> _Data to use_

====

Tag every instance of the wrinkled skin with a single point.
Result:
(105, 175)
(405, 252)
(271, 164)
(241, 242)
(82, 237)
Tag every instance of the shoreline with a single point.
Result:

====

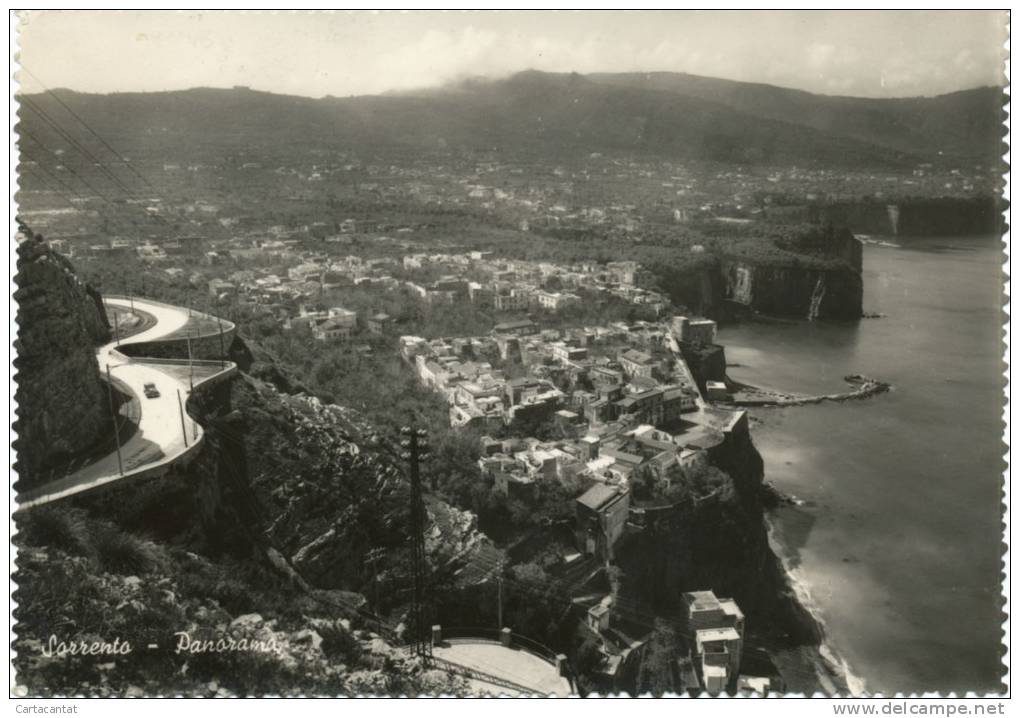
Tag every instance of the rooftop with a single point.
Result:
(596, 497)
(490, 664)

====

Give only the number of lines in the listing above that include the string "every".

3